- **WHAT TO WORK ON**
A faithful transcript of all the lines below, with no pictures, is the goal here.

(Natural language region descriptions)
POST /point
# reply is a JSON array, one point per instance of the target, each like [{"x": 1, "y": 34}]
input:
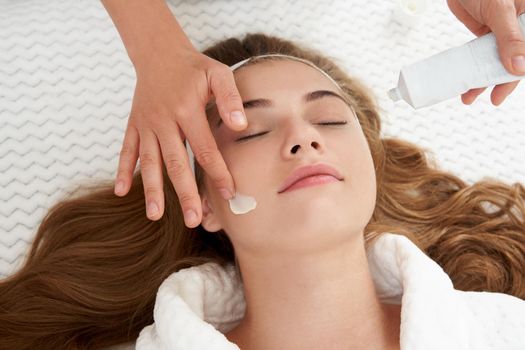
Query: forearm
[{"x": 145, "y": 25}]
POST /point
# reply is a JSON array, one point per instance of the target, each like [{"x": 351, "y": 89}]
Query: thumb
[
  {"x": 227, "y": 98},
  {"x": 510, "y": 39}
]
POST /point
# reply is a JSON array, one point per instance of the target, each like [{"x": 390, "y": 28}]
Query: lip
[{"x": 307, "y": 171}]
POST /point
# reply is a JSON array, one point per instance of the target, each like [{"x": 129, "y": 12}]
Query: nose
[{"x": 303, "y": 141}]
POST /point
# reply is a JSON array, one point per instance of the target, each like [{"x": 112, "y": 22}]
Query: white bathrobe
[{"x": 195, "y": 306}]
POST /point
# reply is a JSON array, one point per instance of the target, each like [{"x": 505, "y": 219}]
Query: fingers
[
  {"x": 151, "y": 170},
  {"x": 227, "y": 98},
  {"x": 177, "y": 166},
  {"x": 127, "y": 161},
  {"x": 500, "y": 92},
  {"x": 469, "y": 96},
  {"x": 497, "y": 96},
  {"x": 206, "y": 153},
  {"x": 502, "y": 19}
]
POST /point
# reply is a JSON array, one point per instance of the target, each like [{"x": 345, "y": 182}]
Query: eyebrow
[{"x": 308, "y": 97}]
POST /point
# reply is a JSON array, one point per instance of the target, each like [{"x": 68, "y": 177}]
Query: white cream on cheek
[{"x": 242, "y": 204}]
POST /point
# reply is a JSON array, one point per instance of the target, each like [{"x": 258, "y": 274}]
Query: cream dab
[{"x": 241, "y": 204}]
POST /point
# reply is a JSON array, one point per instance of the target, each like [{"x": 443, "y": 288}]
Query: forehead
[
  {"x": 268, "y": 76},
  {"x": 274, "y": 79}
]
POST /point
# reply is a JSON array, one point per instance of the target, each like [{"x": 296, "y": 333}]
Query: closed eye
[{"x": 265, "y": 132}]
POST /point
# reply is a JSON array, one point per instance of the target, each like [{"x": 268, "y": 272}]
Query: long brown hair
[{"x": 93, "y": 271}]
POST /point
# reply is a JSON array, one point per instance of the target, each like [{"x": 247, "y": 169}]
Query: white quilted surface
[{"x": 66, "y": 85}]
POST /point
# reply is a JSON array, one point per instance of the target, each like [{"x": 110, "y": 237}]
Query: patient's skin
[{"x": 301, "y": 253}]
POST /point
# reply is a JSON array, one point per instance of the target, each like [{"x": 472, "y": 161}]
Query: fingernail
[
  {"x": 119, "y": 188},
  {"x": 518, "y": 62},
  {"x": 238, "y": 118},
  {"x": 226, "y": 194},
  {"x": 190, "y": 216},
  {"x": 153, "y": 209}
]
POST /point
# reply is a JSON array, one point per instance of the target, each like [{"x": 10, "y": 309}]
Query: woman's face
[{"x": 291, "y": 135}]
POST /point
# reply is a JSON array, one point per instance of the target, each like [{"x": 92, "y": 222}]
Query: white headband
[{"x": 242, "y": 63}]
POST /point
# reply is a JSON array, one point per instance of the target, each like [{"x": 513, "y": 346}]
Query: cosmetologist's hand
[
  {"x": 174, "y": 83},
  {"x": 499, "y": 17},
  {"x": 169, "y": 106}
]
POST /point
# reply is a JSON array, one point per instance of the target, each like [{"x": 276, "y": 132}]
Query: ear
[{"x": 210, "y": 220}]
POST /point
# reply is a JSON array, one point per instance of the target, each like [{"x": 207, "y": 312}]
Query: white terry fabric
[{"x": 195, "y": 306}]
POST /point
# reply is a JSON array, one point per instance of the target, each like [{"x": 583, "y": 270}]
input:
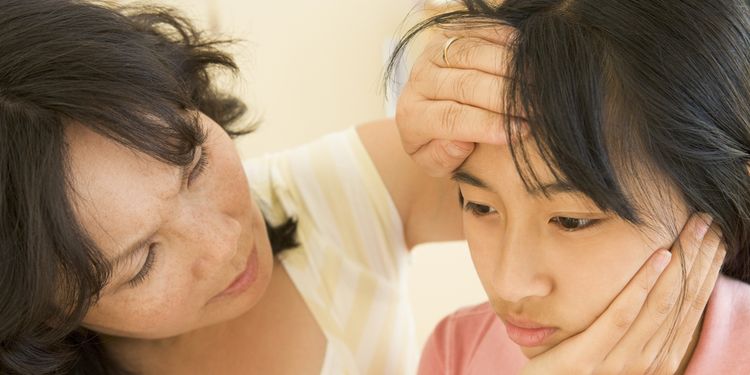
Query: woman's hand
[
  {"x": 449, "y": 104},
  {"x": 636, "y": 329}
]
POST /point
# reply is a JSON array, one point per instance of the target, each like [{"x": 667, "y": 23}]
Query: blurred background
[{"x": 308, "y": 68}]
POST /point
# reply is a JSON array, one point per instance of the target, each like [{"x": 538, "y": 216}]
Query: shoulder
[
  {"x": 725, "y": 333},
  {"x": 471, "y": 340}
]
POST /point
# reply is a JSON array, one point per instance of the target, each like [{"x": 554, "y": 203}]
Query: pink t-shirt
[{"x": 473, "y": 340}]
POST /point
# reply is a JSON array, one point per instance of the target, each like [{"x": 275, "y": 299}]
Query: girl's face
[
  {"x": 550, "y": 265},
  {"x": 188, "y": 250}
]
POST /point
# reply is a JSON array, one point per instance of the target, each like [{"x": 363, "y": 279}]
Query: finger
[
  {"x": 424, "y": 120},
  {"x": 502, "y": 35},
  {"x": 440, "y": 157},
  {"x": 470, "y": 53},
  {"x": 599, "y": 339},
  {"x": 692, "y": 279},
  {"x": 690, "y": 324},
  {"x": 660, "y": 308},
  {"x": 471, "y": 87}
]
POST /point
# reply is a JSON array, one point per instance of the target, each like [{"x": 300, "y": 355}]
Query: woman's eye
[
  {"x": 477, "y": 209},
  {"x": 571, "y": 224},
  {"x": 147, "y": 265}
]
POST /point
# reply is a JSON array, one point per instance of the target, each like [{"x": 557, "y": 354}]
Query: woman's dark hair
[
  {"x": 130, "y": 74},
  {"x": 618, "y": 94}
]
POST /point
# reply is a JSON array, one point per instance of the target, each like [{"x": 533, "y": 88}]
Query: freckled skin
[{"x": 205, "y": 234}]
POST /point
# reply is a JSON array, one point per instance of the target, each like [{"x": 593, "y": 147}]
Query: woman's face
[
  {"x": 550, "y": 265},
  {"x": 187, "y": 253}
]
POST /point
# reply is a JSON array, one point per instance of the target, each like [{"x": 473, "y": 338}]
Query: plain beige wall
[{"x": 313, "y": 67}]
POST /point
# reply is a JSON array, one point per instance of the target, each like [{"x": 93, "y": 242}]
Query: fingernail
[
  {"x": 661, "y": 260},
  {"x": 456, "y": 151}
]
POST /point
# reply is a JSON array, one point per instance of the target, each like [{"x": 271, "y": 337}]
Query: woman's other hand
[{"x": 644, "y": 330}]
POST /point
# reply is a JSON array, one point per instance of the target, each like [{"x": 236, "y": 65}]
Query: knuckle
[
  {"x": 450, "y": 116},
  {"x": 440, "y": 159},
  {"x": 623, "y": 320},
  {"x": 662, "y": 306}
]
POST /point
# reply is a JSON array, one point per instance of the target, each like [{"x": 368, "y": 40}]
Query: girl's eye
[
  {"x": 147, "y": 265},
  {"x": 477, "y": 209},
  {"x": 571, "y": 224},
  {"x": 200, "y": 166}
]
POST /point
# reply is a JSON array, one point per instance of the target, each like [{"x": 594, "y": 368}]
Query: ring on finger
[{"x": 446, "y": 46}]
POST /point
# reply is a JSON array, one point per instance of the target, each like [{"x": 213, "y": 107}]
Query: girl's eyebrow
[
  {"x": 558, "y": 187},
  {"x": 463, "y": 176}
]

- **RESULT**
POST /point
# reply is a JSON array, one point per instance of the target, each like [{"x": 1, "y": 34}]
input:
Query: forearm
[{"x": 145, "y": 25}]
POST /point
# reply is a JSON array, one point per instance of the target, each like [{"x": 351, "y": 89}]
Query: thumb
[
  {"x": 227, "y": 98},
  {"x": 510, "y": 39}
]
POST /point
# reply is a JSON array, one point per instance of the target, each like [{"x": 390, "y": 28}]
Query: lip
[{"x": 307, "y": 171}]
POST /point
# reply is a JSON array, one point per instance of the target, each like [{"x": 129, "y": 12}]
Query: nose
[{"x": 303, "y": 141}]
POST /point
# reply is a JSON array, one point per instance of the target, each like [{"x": 112, "y": 22}]
Query: white bathrobe
[{"x": 195, "y": 306}]
POST /point
# reply is a JSON array, one point per instance of the target, each like [{"x": 505, "y": 219}]
Query: fingers
[
  {"x": 151, "y": 170},
  {"x": 227, "y": 98},
  {"x": 177, "y": 166},
  {"x": 127, "y": 161},
  {"x": 500, "y": 92},
  {"x": 469, "y": 96},
  {"x": 497, "y": 96},
  {"x": 206, "y": 153},
  {"x": 502, "y": 19}
]
POST /point
# reply is a JSON array, one point per instance of the target, each like [{"x": 345, "y": 182}]
Query: eyebrow
[{"x": 308, "y": 97}]
POST /point
# reply is a JSON array, one point per instance of the target, each like [{"x": 68, "y": 177}]
Query: white cream on cheek
[{"x": 242, "y": 204}]
POST /point
# reply is a JSON array, one point per instance of the target, each like [{"x": 258, "y": 274}]
Query: cream dab
[{"x": 241, "y": 204}]
POST /point
# reply is a JSON array, one point per instance of the target, each like [{"x": 443, "y": 288}]
Query: forehead
[
  {"x": 268, "y": 76},
  {"x": 274, "y": 79}
]
POST /point
# reply is a JSON array, one point per instance of the target, each like [{"x": 296, "y": 333}]
Query: closed eye
[{"x": 265, "y": 132}]
POST /point
# reply is a JSON array, one point per instance of the target, each like [{"x": 268, "y": 272}]
Query: long brown hair
[{"x": 93, "y": 271}]
POST /point
# reply is a JSON array, one point per instance of the target, each like [{"x": 247, "y": 169}]
Query: white quilted surface
[{"x": 66, "y": 85}]
POST /point
# reply is a JSON array, one point per instance of the target, each like [{"x": 110, "y": 237}]
Query: patient's skin
[{"x": 301, "y": 253}]
POST /point
# reply is a JSON array, one point per instance of the target, each like [{"x": 472, "y": 161}]
Query: fingernail
[
  {"x": 119, "y": 188},
  {"x": 518, "y": 62},
  {"x": 238, "y": 118},
  {"x": 226, "y": 194},
  {"x": 190, "y": 216},
  {"x": 153, "y": 209}
]
POST /point
# reply is a JSON array, one point per instance of the target, each like [{"x": 10, "y": 309}]
Query: woman's face
[{"x": 291, "y": 135}]
POST /point
# reply is a JSON array, one point per instance of the target, each like [{"x": 92, "y": 222}]
Query: white headband
[{"x": 242, "y": 63}]
POST /point
# reply is a JSON array, one point per instance of the target, each like [{"x": 513, "y": 346}]
Query: cosmetologist's hand
[
  {"x": 174, "y": 83},
  {"x": 499, "y": 17},
  {"x": 169, "y": 106}
]
POST /point
# reply is a JSON array, one point per instance of the target, each like [{"x": 276, "y": 132}]
Query: ear
[{"x": 210, "y": 220}]
POST /point
# reply is a JSON array, one point per instance of the target, each like [{"x": 207, "y": 312}]
Query: white terry fabric
[{"x": 195, "y": 306}]
POST /point
# reply is a JSON array, one point per instance of the target, each like [{"x": 583, "y": 270}]
input:
Query: woman's hand
[
  {"x": 449, "y": 104},
  {"x": 636, "y": 329}
]
POST /point
# reply is a JSON array, one point per instance of the target, each like [{"x": 667, "y": 23}]
Query: blurred background
[{"x": 308, "y": 68}]
POST /point
# reply is a JSON array, one point per instance of the target, each like [{"x": 538, "y": 216}]
Query: shoulder
[
  {"x": 725, "y": 333},
  {"x": 471, "y": 340}
]
POST /point
# reply is a JSON array, one point per instance of the target, each like [{"x": 554, "y": 203}]
Query: pink t-shirt
[{"x": 473, "y": 340}]
POST /point
# reply is a JSON array, one point per instance of the target, each like [{"x": 275, "y": 299}]
Query: girl's face
[
  {"x": 550, "y": 265},
  {"x": 188, "y": 250}
]
POST /point
# reply is a JSON array, one point per instance of the target, each like [{"x": 363, "y": 279}]
Query: finger
[
  {"x": 424, "y": 120},
  {"x": 502, "y": 35},
  {"x": 440, "y": 157},
  {"x": 470, "y": 53},
  {"x": 599, "y": 339},
  {"x": 692, "y": 279},
  {"x": 690, "y": 324},
  {"x": 660, "y": 308},
  {"x": 471, "y": 87}
]
POST /point
# reply is a JSON array, one point per instance of the target, each like [{"x": 300, "y": 355}]
Query: woman's eye
[
  {"x": 477, "y": 209},
  {"x": 571, "y": 224},
  {"x": 147, "y": 265}
]
POST /point
# reply is a JSON array, one point per instance of the target, each like [{"x": 557, "y": 354}]
Query: woman's dark hair
[
  {"x": 130, "y": 74},
  {"x": 618, "y": 94}
]
POST /point
# reply is a JSON array, one point per instance of the target, each like [{"x": 533, "y": 88}]
Query: freckled skin
[{"x": 205, "y": 234}]
POST /point
# reply is a JSON array, one point per instance of the target, each like [{"x": 593, "y": 147}]
Query: woman's face
[
  {"x": 550, "y": 265},
  {"x": 187, "y": 253}
]
POST /point
# reply is a JSON array, one point per instance of the target, each like [{"x": 473, "y": 338}]
Query: plain beige wall
[{"x": 313, "y": 67}]
POST /point
# reply is a JSON array, one point per instance of the target, each like [{"x": 93, "y": 242}]
Query: fingernail
[
  {"x": 661, "y": 260},
  {"x": 456, "y": 151}
]
POST /point
# reply is a JSON array, one point per instance of the target, each like [{"x": 271, "y": 337}]
Query: woman's other hand
[{"x": 644, "y": 330}]
POST /point
# reply is a JSON array, one point per instance of the target, each like [{"x": 236, "y": 65}]
Query: knuckle
[
  {"x": 450, "y": 116},
  {"x": 440, "y": 159},
  {"x": 623, "y": 320},
  {"x": 662, "y": 306}
]
POST /point
# reply is a JSON array, one point per instance of the target, each like [{"x": 368, "y": 40}]
Query: girl's eye
[
  {"x": 147, "y": 265},
  {"x": 477, "y": 209},
  {"x": 571, "y": 224},
  {"x": 200, "y": 166}
]
POST /point
# reply is a JSON array, one point per instance of the target, each like [{"x": 594, "y": 368}]
Query: ring on finger
[{"x": 446, "y": 46}]
POST /point
# reply is a JSON array, one point per instance of the target, each like [{"x": 213, "y": 107}]
Query: girl's eyebrow
[
  {"x": 558, "y": 187},
  {"x": 463, "y": 176}
]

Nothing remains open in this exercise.